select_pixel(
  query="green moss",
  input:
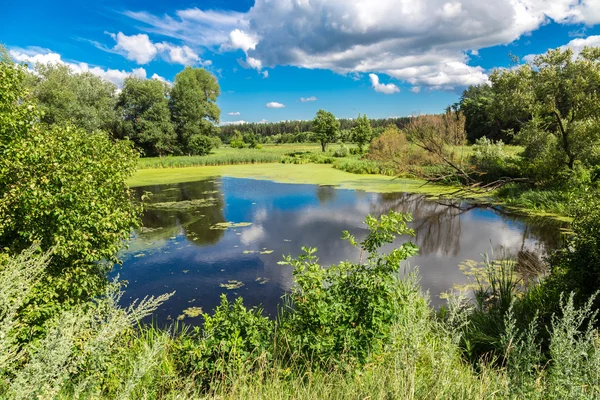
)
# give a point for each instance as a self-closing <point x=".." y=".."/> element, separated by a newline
<point x="319" y="174"/>
<point x="182" y="205"/>
<point x="232" y="285"/>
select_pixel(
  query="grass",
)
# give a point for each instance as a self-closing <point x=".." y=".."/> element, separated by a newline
<point x="319" y="174"/>
<point x="228" y="156"/>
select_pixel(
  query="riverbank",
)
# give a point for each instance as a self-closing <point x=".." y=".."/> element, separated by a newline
<point x="326" y="174"/>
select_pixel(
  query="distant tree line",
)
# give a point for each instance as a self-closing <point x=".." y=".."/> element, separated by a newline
<point x="296" y="128"/>
<point x="160" y="119"/>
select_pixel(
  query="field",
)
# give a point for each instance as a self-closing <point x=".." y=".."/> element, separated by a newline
<point x="270" y="153"/>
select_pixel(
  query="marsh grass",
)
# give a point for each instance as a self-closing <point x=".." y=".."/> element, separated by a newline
<point x="229" y="156"/>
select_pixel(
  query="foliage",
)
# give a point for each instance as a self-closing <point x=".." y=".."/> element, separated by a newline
<point x="326" y="128"/>
<point x="341" y="151"/>
<point x="144" y="107"/>
<point x="492" y="161"/>
<point x="79" y="346"/>
<point x="230" y="341"/>
<point x="193" y="104"/>
<point x="362" y="132"/>
<point x="237" y="141"/>
<point x="394" y="153"/>
<point x="561" y="94"/>
<point x="346" y="311"/>
<point x="439" y="135"/>
<point x="577" y="266"/>
<point x="477" y="104"/>
<point x="200" y="145"/>
<point x="63" y="96"/>
<point x="299" y="131"/>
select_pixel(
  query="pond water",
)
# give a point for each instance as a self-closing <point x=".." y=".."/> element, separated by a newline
<point x="226" y="235"/>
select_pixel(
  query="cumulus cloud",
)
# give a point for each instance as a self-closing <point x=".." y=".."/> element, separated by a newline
<point x="142" y="50"/>
<point x="577" y="45"/>
<point x="239" y="39"/>
<point x="137" y="48"/>
<point x="429" y="48"/>
<point x="44" y="56"/>
<point x="389" y="88"/>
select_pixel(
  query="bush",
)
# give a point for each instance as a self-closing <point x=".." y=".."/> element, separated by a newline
<point x="394" y="152"/>
<point x="230" y="341"/>
<point x="64" y="189"/>
<point x="200" y="145"/>
<point x="216" y="142"/>
<point x="341" y="151"/>
<point x="346" y="312"/>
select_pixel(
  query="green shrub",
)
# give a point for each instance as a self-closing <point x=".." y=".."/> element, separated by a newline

___

■ Given exercise: Copy the material shown above in full and exactly. Skip the pictures.

■ Solved problem:
select_pixel(
  query="green moss",
  input:
)
# give a point for each instance as a self-closing <point x=".." y=".."/> element, separated by a newline
<point x="319" y="174"/>
<point x="182" y="205"/>
<point x="232" y="285"/>
select_pixel(
  query="grass",
)
# give a point for each instance as a self-closing <point x=".." y=".."/> element, separated by a newline
<point x="319" y="174"/>
<point x="228" y="156"/>
select_pixel(
  query="riverbank",
)
# give a point for each instance as a self-closing <point x=".." y=".."/> element, separated by a newline
<point x="326" y="174"/>
select_pixel(
  query="distant tree line",
)
# give a point for each instance as a self-closing <point x=".." y=".."/> element, separated by a newline
<point x="296" y="128"/>
<point x="160" y="119"/>
select_pixel(
  query="field",
)
# give a point for each instance as a self-closing <point x=".." y=".."/> element, separated by a newline
<point x="270" y="153"/>
select_pixel(
  query="marsh grass",
)
# give a point for each instance as a self-closing <point x=".." y=".."/> element, separated by a newline
<point x="229" y="156"/>
select_pixel(
  query="foliage",
)
# give a point for each instance as a self-closing <point x=".." y=".."/> element, separated by a newline
<point x="326" y="128"/>
<point x="341" y="151"/>
<point x="144" y="107"/>
<point x="492" y="161"/>
<point x="79" y="346"/>
<point x="230" y="341"/>
<point x="193" y="104"/>
<point x="362" y="132"/>
<point x="237" y="141"/>
<point x="394" y="153"/>
<point x="561" y="94"/>
<point x="346" y="311"/>
<point x="439" y="135"/>
<point x="577" y="266"/>
<point x="477" y="104"/>
<point x="200" y="145"/>
<point x="63" y="96"/>
<point x="299" y="131"/>
select_pixel(
  query="pond water",
)
# give a point for each instance as a self-closing <point x=".." y=".."/> element, separated by a newline
<point x="226" y="235"/>
select_pixel(
  query="cumulus cloud",
)
# give a point for each instance as a self-closing <point x=".." y=".."/> element, separated by a newline
<point x="142" y="50"/>
<point x="577" y="45"/>
<point x="239" y="39"/>
<point x="137" y="48"/>
<point x="429" y="48"/>
<point x="44" y="56"/>
<point x="389" y="88"/>
select_pixel(
  query="bush",
)
# give a point for each instance as a self-closing <point x=".." y=".."/> element, separated by a newline
<point x="394" y="152"/>
<point x="230" y="341"/>
<point x="64" y="189"/>
<point x="200" y="145"/>
<point x="216" y="142"/>
<point x="341" y="151"/>
<point x="346" y="312"/>
select_pixel(
  query="green shrub",
)
# give a point for each instance as a self-closing <point x=".." y=".."/> element, separated by a newline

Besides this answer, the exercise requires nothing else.